List every line in the entries below that contains the string "football". The match is case-sensitive.

(Position annotation records)
....

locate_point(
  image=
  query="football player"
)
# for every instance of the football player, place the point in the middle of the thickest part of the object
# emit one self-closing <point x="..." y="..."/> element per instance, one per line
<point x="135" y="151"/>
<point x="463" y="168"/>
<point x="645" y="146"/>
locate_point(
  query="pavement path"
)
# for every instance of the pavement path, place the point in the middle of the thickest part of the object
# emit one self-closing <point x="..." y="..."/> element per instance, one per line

....

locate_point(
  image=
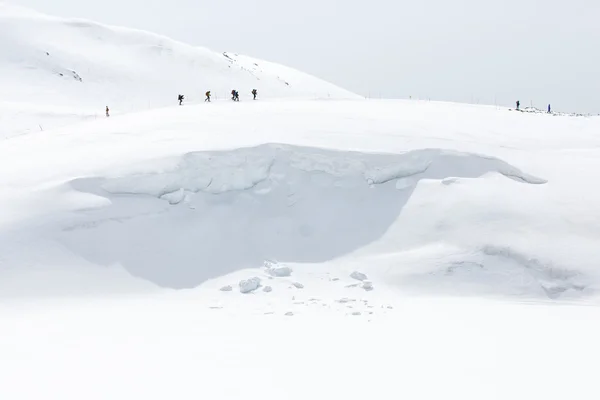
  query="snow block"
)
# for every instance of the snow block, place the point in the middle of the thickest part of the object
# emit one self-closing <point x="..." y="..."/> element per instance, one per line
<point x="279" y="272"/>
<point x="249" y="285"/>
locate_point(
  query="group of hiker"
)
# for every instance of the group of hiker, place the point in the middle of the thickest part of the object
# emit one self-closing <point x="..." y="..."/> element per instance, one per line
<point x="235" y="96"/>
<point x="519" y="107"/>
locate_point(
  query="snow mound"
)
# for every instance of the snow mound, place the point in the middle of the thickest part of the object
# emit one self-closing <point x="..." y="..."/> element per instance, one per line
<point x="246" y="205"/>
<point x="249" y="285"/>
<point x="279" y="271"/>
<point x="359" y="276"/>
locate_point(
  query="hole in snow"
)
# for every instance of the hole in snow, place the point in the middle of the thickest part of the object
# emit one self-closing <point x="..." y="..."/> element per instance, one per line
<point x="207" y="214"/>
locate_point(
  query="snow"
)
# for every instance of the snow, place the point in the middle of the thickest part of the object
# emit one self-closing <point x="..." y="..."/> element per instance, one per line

....

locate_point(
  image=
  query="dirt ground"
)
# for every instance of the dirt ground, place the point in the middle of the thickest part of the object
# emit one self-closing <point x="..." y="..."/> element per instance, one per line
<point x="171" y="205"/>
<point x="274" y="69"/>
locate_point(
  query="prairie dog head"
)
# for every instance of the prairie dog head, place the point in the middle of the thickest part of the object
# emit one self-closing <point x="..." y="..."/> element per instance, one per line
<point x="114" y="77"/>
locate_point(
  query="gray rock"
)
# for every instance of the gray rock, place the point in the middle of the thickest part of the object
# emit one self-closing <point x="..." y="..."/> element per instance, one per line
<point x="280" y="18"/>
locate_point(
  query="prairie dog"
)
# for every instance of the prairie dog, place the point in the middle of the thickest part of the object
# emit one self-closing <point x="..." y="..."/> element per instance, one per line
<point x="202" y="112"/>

....

Written answer
  query="football player"
# for every instance of the football player, place the point in the middle of the thickest part of the object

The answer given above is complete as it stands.